**CHALLENGE**
Give the whole listing below as a numbered list, leaving out blank lines and the pictures.

# start of DATA ENTRIES

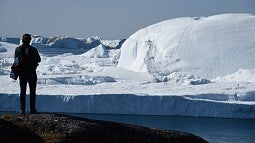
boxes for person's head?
[22,34,32,44]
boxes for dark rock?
[0,114,207,143]
[0,119,43,143]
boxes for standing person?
[14,34,41,114]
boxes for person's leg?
[19,75,27,114]
[28,74,37,114]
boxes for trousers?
[19,72,37,112]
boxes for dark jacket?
[14,44,41,73]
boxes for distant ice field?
[0,14,255,118]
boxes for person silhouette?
[14,34,41,114]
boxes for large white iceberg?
[118,14,255,79]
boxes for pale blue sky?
[0,0,255,39]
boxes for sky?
[0,0,255,40]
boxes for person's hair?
[22,33,32,44]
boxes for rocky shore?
[0,113,207,143]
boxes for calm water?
[0,113,255,143]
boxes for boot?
[20,95,26,115]
[30,94,38,114]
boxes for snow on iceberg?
[0,44,7,53]
[118,14,255,79]
[82,44,109,58]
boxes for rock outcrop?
[0,114,207,143]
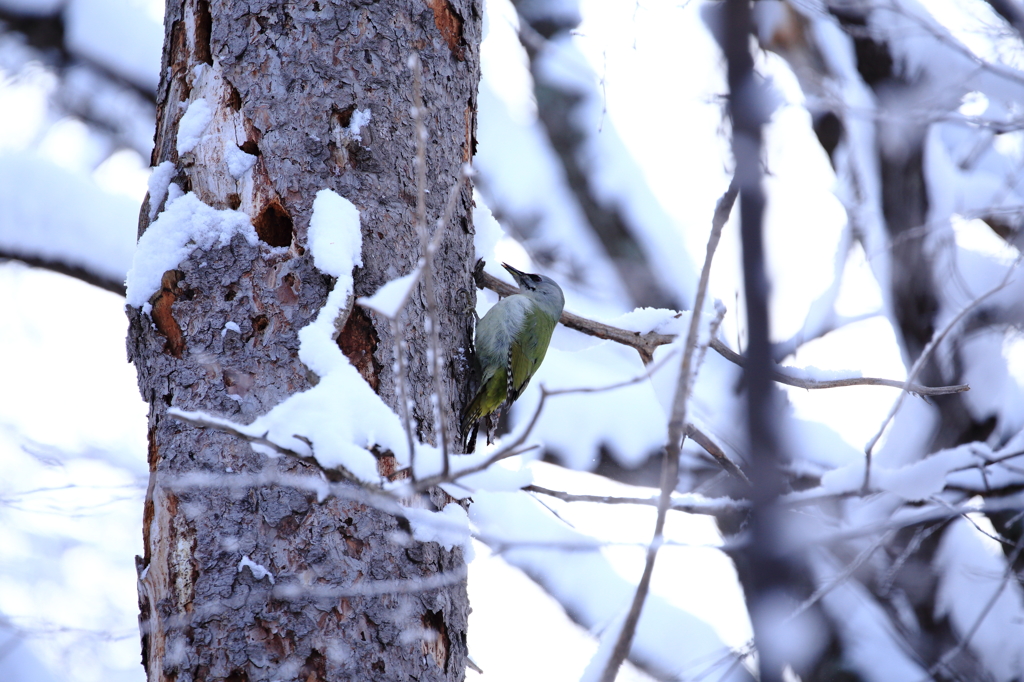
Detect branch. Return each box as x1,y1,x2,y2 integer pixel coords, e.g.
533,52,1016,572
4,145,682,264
711,339,971,395
474,261,971,395
522,484,750,515
600,177,739,682
863,251,1024,491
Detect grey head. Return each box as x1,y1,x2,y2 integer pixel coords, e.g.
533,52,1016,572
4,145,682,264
502,263,565,321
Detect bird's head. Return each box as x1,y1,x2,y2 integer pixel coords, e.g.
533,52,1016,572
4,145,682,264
502,263,565,317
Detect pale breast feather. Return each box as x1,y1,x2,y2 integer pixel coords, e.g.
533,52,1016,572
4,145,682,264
476,294,534,368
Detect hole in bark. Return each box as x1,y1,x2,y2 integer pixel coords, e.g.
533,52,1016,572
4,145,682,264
299,649,327,682
253,201,292,247
421,609,452,670
196,0,213,66
227,85,242,112
338,308,381,391
331,104,355,128
427,0,466,61
150,270,185,357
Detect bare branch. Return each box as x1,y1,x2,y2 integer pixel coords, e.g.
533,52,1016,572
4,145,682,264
686,424,753,485
601,177,739,682
863,256,1024,483
475,266,971,395
522,484,750,515
0,249,127,296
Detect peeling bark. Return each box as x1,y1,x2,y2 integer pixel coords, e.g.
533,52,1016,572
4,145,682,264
128,0,481,682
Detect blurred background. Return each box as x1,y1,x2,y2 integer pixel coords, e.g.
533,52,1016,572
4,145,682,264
6,0,1024,682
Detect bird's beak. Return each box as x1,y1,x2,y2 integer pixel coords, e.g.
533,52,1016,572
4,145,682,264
502,263,526,287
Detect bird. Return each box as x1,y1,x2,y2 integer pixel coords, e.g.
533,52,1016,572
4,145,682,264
462,263,565,452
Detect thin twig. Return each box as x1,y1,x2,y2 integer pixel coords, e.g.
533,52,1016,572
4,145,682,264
784,530,896,623
475,268,971,395
522,484,750,515
407,386,549,491
686,424,753,485
923,537,1024,682
861,251,1024,485
711,339,971,395
600,177,739,682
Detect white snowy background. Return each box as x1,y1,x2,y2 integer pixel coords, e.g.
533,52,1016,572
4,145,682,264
6,0,1024,682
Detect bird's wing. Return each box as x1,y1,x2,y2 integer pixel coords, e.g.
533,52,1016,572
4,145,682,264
507,341,537,404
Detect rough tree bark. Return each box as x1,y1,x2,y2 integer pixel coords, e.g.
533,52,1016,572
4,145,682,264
128,0,481,682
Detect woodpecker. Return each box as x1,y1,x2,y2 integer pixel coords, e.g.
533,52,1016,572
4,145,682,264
462,263,565,452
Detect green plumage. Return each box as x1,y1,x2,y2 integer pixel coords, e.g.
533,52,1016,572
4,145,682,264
462,263,565,445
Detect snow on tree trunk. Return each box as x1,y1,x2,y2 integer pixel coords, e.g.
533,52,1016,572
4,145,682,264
128,0,481,682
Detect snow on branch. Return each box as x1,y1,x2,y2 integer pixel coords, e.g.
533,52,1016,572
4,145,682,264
474,261,971,395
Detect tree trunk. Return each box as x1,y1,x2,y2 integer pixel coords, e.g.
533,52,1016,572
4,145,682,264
128,0,481,682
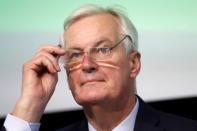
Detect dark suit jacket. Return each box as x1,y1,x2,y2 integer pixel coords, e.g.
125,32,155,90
0,97,197,131
57,97,197,131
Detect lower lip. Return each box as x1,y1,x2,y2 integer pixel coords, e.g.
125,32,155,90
82,81,104,86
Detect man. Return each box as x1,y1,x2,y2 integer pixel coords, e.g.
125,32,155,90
1,5,197,131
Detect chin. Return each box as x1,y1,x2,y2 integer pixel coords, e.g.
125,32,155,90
74,88,107,106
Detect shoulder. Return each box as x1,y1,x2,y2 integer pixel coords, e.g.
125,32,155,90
56,117,88,131
136,97,197,131
159,112,197,131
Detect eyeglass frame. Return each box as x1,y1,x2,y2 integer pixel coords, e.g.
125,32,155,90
65,34,133,67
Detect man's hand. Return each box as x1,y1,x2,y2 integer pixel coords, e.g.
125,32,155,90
12,45,65,122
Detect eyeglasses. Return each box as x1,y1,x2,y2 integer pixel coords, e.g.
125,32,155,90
65,35,132,68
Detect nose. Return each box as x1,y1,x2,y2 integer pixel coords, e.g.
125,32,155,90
81,55,98,73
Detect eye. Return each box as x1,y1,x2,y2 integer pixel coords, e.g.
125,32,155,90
97,47,110,54
68,51,82,60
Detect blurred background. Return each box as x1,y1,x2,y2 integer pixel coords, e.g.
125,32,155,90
0,0,197,126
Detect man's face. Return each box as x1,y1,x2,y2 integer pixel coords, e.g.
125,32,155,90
64,14,139,105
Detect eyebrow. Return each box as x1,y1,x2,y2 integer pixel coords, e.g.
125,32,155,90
66,38,113,51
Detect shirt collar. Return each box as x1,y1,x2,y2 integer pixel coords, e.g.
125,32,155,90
88,97,139,131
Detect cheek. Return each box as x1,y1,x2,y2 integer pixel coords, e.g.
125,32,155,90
68,72,80,92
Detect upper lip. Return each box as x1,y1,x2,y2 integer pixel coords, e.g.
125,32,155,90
81,79,104,86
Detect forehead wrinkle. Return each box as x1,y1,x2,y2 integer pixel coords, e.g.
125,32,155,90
64,14,121,48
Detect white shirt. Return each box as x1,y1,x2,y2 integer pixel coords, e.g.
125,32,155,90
4,99,139,131
88,99,139,131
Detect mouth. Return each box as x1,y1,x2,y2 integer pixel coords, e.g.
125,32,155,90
81,80,104,86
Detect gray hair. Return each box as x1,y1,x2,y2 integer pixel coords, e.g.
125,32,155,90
64,4,138,53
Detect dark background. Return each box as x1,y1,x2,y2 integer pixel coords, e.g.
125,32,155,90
0,97,197,131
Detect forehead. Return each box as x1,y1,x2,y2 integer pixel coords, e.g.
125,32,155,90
64,13,120,47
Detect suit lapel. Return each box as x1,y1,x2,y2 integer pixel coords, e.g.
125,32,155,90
134,96,165,131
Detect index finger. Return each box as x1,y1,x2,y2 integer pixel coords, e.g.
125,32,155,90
38,45,65,56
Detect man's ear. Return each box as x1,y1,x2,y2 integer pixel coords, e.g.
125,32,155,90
129,51,141,78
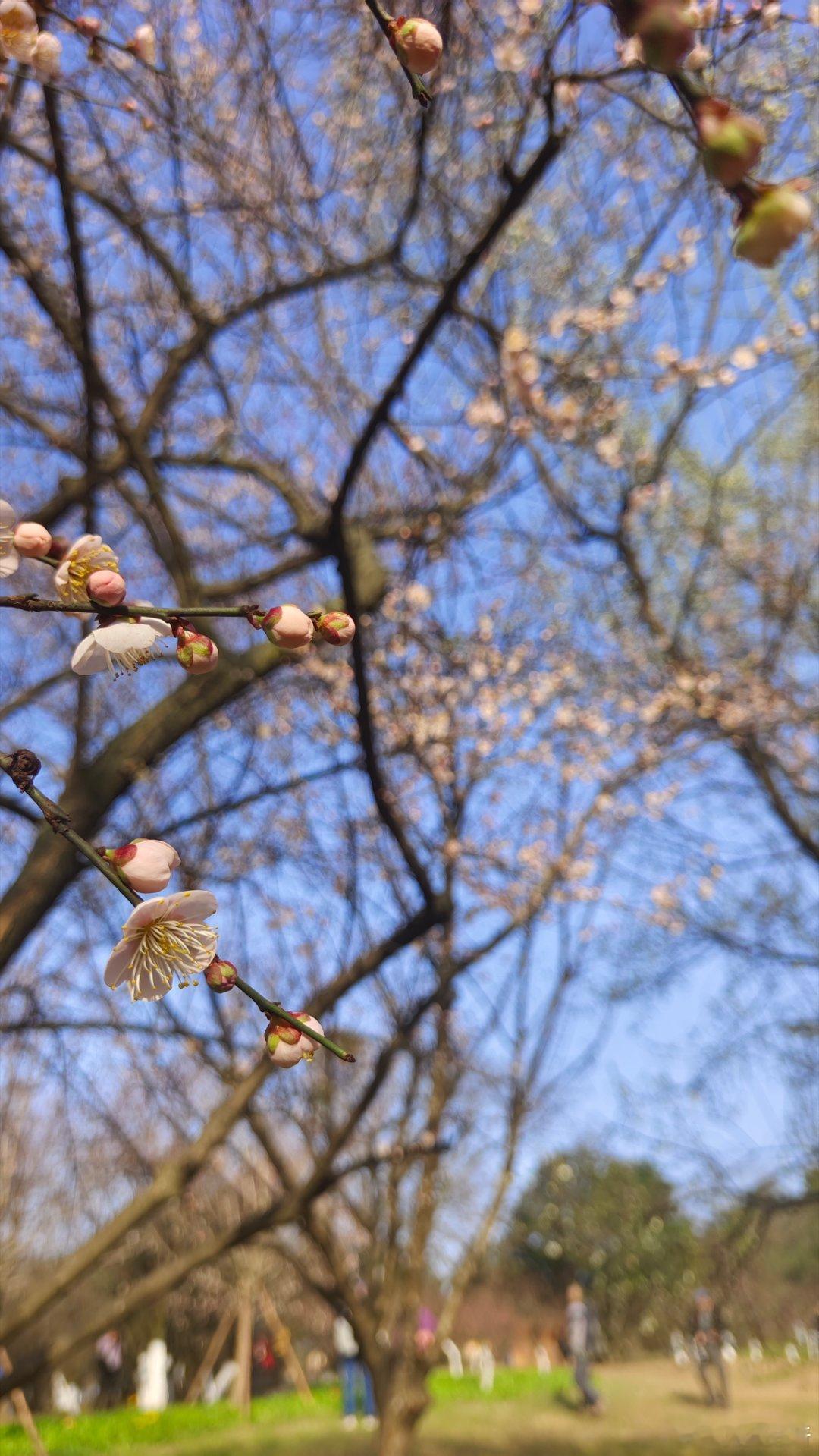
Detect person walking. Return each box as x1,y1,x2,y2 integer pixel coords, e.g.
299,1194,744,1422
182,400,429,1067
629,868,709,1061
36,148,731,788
333,1315,375,1431
564,1285,602,1415
691,1288,729,1407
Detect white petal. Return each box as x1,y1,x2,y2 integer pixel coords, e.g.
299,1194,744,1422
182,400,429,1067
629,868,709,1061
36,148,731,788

# end of DATA ENTRIES

**RESULT**
1. boxes for person's head?
2. [22,34,32,44]
3. boxes for dark rock?
4. [0,114,207,143]
5. [0,119,43,143]
6. boxes for standing person?
7. [14,34,41,114]
8. boxes for person's leg?
9. [19,75,27,114]
10. [28,74,37,114]
11. boxes for trousers?
12. [19,72,37,112]
13. boxes for dark jacket?
14. [14,44,41,73]
15. boxes for distant ice field?
16. [0,14,255,118]
17. boxes for person silhouette?
18. [14,34,41,114]
19. boxes for large white iceberg?
20. [118,14,255,79]
21. boxes for pale blue sky?
22. [0,0,255,39]
23. boxes for sky?
24. [0,0,255,40]
25. boxes for person's hair?
26. [22,33,32,44]
27. boxes for rocky shore?
28. [0,113,207,143]
29. boxes for calm water?
30. [0,113,255,143]
31. boxes for boot?
32. [20,95,26,115]
33. [30,94,38,114]
34. boxes for snow on iceberg?
35. [0,44,7,53]
36. [118,14,255,79]
37. [82,44,109,58]
38. boxes for rock outcrop?
39. [0,114,207,143]
40. Detect branch. Return each box as x1,y1,x2,y2 integer pixel coords, e.g.
41. 533,52,1016,572
42. 4,145,682,264
43. 711,339,971,395
44. 474,261,971,395
45. 522,484,750,515
46. 600,177,739,682
47. 863,251,1024,491
48. Detect grey head. Return each box as x1,y1,x2,y2 integer pixel coords, e.g.
49. 533,52,1016,572
50. 4,145,682,264
51. 502,263,565,321
52. Detect bird's head. Return each box as x1,y1,x2,y2 integer pixel coords, e.g.
53. 533,52,1016,572
54. 4,145,682,264
55. 502,263,565,317
56. Detect pale breast feather. Return each box as x1,y1,x2,y2 integer pixel coords, e.g.
57. 533,52,1016,572
58. 4,145,682,264
59. 476,294,534,368
60. Detect hole in bark. Return each box as x1,y1,x2,y2 integer pixel coords, e.g.
61. 533,52,1016,572
62. 4,145,682,264
63. 299,649,327,682
64. 253,201,292,247
65. 421,609,452,670
66. 196,0,213,66
67. 227,85,242,112
68. 338,308,381,391
69. 331,104,355,128
70. 427,0,466,61
71. 150,270,185,357
72. Detect bare branch. Return each box as x1,y1,x2,y2 integer pixel coords, e.g.
73. 533,52,1016,572
74. 4,145,682,264
75. 686,424,753,485
76. 601,177,739,682
77. 863,256,1024,483
78. 475,266,971,395
79. 522,484,750,515
80. 0,249,127,296
81. Detect peeling bark. Return each box as x1,y1,x2,y2 integer pixel coords, e.g.
82. 533,52,1016,572
83. 4,145,682,264
84. 128,0,481,682
85. Detect blurred background. Return each box as x1,y1,x2,y2 integer pixel coords, e.g.
86. 533,52,1016,572
87. 4,145,682,264
88. 6,0,1024,682
89. Detect bird's beak. Return each box as x1,y1,x2,y2 integer pixel coords, e.g.
90. 533,52,1016,572
91. 4,145,682,264
92. 502,263,526,287
93. Detect bird. Return each box as x1,y1,x2,y2 integer pixel coords, e.g.
94. 533,52,1016,572
95. 4,145,682,264
96. 462,263,565,452
97. Detect thin twig. Return each box as x1,y1,x2,y2 integer pixel coords, e.g.
98. 533,52,1016,572
99. 4,145,682,264
100. 784,530,896,623
101. 475,268,971,395
102. 522,484,750,515
103. 407,386,549,491
104. 686,424,753,485
105. 923,537,1024,682
106. 861,251,1024,485
107. 711,339,971,395
108. 600,177,739,682
109. Detect white snowy background. Return each box as x1,y1,x2,y2 integer pixel coords, e.g.
110. 533,52,1016,572
111. 4,145,682,264
112. 6,0,1024,682
113. Detect bird's wing. Return each box as x1,y1,x2,y2 integer pixel coords, e.g.
114. 533,52,1016,572
115. 4,145,682,264
116. 507,341,537,404
117. Detect rough tree bark. Return each box as x1,y1,x2,y2 integer pixel coords, e.g.
118. 533,52,1016,572
119. 4,145,682,264
120. 128,0,481,682
121. Detect woodpecker. Return each box as x1,y1,x2,y2 integer pixel coords, e.g.
122. 533,52,1016,572
123. 4,145,682,264
124. 462,263,565,452
125. Detect green plumage. Return each box as x1,y1,x2,y2 integer pixel coords, e.g.
126. 533,52,1016,572
127. 4,145,682,264
128. 462,263,565,445
129. Detect snow on tree trunk. Return each box as x1,y1,x2,y2 integer pixel coords, e.g.
130. 533,52,1016,572
131. 4,145,682,264
132. 128,0,481,682
133. Detect snow on branch. Return each box as x1,y1,x2,y2 integer pixel coords, e.g.
134. 533,52,1016,572
135. 4,145,682,264
136. 474,261,971,395
137. Detect tree trunk. Return each box as x1,y1,x2,y2 integer pixel coords, e.g.
138. 533,52,1016,572
139. 4,145,682,264
140. 128,0,481,682
141. Detect dark suit jacket. Return each box as x1,y1,x2,y2 integer pixel coords, e.g.
142. 125,32,155,90
143. 0,97,197,131
144. 57,97,197,131
145. Detect lower lip. Return each box as x1,y1,x2,y2 integer pixel coords, e.g.
146. 125,32,155,90
147. 82,81,104,86
148. Detect man. Return each box as x1,y1,x2,y2 integer pixel coords, e.g.
149. 125,32,155,90
150. 1,5,197,131
151. Detect chin. Return each box as x1,y1,x2,y2 integer pixel coords, e.g.
152. 125,32,155,90
153. 74,88,107,106
154. Detect shoulder. Return each box as x1,y1,x2,y2 integer pixel coords, e.g.
155. 125,32,155,90
156. 56,117,88,131
157. 136,97,197,131
158. 159,112,197,131
159. Detect eyeglass frame. Return each box as x1,y1,x2,y2 integer pixel coords, e.g.
160. 125,32,155,90
161. 65,34,133,67
162. Detect man's hand. Return each box as x1,y1,x2,y2 integer pixel coords, e.g.
163. 125,32,155,90
164. 12,45,65,122
165. Detect eyeglasses. Return each box as x1,y1,x2,y2 integer pixel coords, e.g.
166. 125,32,155,90
167. 65,35,132,68
168. Detect nose. Return each box as x1,y1,x2,y2 integer pixel coords, e.g.
169. 125,32,155,90
170. 81,55,98,73
171. Detect eye. Return each box as x1,y1,x2,y2 integer pixel coords, e.g.
172. 125,32,155,90
173. 97,47,110,54
174. 68,51,82,60
175. Detect blurred background. Return each box as x1,y1,x2,y2 integer pixel coords, e.g.
176. 125,32,155,90
177. 0,0,197,126
178. Detect man's face. Return each box as x1,y1,x2,y2 integer pixel coords, e.g.
179. 125,32,155,90
180. 64,14,139,105
181. Detect eyebrow. Return each box as x1,y1,x2,y2 integer pixel coords, e.g.
182. 125,32,155,90
183. 66,38,113,51
184. Detect shirt collar. Return each box as x1,y1,x2,y2 integer pixel coords, e.g.
185. 125,32,155,90
186. 88,97,139,131
187. Detect cheek. Return each box as x1,y1,x2,y2 integer pixel coords, e.g.
188. 125,32,155,90
189. 68,72,80,92
190. Detect upper lip. Return each box as x1,y1,x2,y2 integer pixel coords, e.g.
191. 125,32,155,90
192. 81,79,104,86
193. Detect forehead wrinkle. Return each box as x1,y1,x2,y2 integer pixel coords, e.g.
194. 125,32,155,90
195. 64,14,121,48
196. Detect white shirt. Return each box as x1,y1,x2,y2 integer pixel coords, e.g.
197. 125,32,155,90
198. 4,99,139,131
199. 88,99,139,131
200. Detect mouth. Return each box as x1,y1,x2,y2 integer pixel coords, e.g.
201. 125,32,155,90
202. 81,80,104,86
203. Detect gray hair. Return each box as x1,y1,x2,y2 integer pixel coords, e.g.
204. 125,32,155,90
205. 64,4,138,53
206. Detect dark background. Return each box as x1,y1,x2,y2 integer pixel coords, e.g.
207. 125,32,155,90
208. 0,97,197,131
209. Detect forehead. Return each box as x1,y1,x2,y2 integer pixel coords, e.g.
210. 125,32,155,90
211. 64,13,120,47
212. Detect suit lapel. Return each box as x1,y1,x2,y2 integer pixel coords, e.g.
213. 125,32,155,90
214. 134,96,165,131
215. Detect index finger. Return each box as x1,y1,x2,y2 integer pixel coords, e.g.
216. 125,32,155,90
217. 38,45,65,56
218. Detect man's ear. Return each box as x1,y1,x2,y2 integer pixel coords, e.g.
219. 125,32,155,90
220. 129,51,141,78
221. Detect person walking. Return each box as x1,y1,x2,y2 integer pixel coords, e.g.
222. 299,1194,744,1422
223. 182,400,429,1067
224. 629,868,709,1061
225. 36,148,731,788
226. 333,1315,375,1431
227. 564,1285,602,1415
228. 691,1288,729,1407
229. Detect white petal. Return each box as x1,y1,x2,y2 integer pixel coords, e.g.
230. 299,1194,744,1422
231. 182,400,429,1067
232. 629,868,709,1061
233. 36,148,731,788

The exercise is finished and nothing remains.